TASK DIRECTIONS: Instruction for the entries that follow: retype exactly the lines from the line with "If you could tag each instance of the decaying" to the line with "If you could tag each instance of the reddish", both included, and omit all others.

——

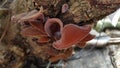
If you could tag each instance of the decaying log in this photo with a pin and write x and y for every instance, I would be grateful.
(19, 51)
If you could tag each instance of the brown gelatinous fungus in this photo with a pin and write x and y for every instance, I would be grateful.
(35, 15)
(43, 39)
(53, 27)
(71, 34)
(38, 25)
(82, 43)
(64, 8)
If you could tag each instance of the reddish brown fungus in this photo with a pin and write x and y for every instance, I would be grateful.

——

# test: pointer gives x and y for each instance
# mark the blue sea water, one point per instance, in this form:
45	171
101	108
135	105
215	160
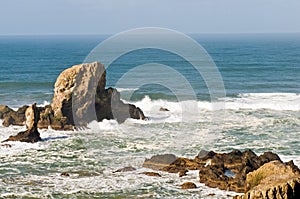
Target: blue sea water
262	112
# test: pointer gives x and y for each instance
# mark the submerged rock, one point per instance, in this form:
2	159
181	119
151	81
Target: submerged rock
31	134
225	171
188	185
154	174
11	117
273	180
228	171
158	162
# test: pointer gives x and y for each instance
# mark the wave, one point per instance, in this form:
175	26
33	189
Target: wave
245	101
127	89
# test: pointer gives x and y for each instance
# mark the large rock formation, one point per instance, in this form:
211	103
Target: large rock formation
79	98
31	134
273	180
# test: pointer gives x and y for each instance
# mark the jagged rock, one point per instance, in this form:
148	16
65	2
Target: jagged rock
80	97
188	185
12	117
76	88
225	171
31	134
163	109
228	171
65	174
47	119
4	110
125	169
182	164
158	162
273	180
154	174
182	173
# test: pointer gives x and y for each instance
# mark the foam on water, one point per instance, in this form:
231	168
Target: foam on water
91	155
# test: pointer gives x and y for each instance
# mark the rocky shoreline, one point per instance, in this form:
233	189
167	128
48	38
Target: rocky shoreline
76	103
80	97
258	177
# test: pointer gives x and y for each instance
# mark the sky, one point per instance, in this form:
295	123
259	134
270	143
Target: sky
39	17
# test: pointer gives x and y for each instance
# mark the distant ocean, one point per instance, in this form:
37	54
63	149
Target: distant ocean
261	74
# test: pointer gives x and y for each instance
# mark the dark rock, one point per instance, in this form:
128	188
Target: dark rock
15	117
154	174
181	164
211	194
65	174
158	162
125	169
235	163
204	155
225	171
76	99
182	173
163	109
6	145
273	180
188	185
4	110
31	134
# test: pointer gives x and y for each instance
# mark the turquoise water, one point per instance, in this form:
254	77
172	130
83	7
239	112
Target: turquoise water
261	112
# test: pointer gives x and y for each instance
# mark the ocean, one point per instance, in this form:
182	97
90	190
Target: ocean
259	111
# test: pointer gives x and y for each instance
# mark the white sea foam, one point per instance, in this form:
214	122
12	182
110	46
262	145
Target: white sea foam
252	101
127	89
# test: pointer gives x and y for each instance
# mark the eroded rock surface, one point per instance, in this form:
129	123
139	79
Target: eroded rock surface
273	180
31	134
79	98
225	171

——

EXERCISE ANSWER:
If you could tag each instance of the decaying log in this photo with a pin and write x and y for every instance, I would be grateful.
(19, 51)
If you could tag each instance of the brown gelatinous fungus in this photo with a pin and write x and y for every instance, I would be grateful.
(35, 15)
(43, 39)
(53, 27)
(71, 34)
(38, 25)
(82, 43)
(64, 8)
If you could tag each instance of the reddish brown fungus in this photo with a pin and write x and y for every instance, I would be grateful.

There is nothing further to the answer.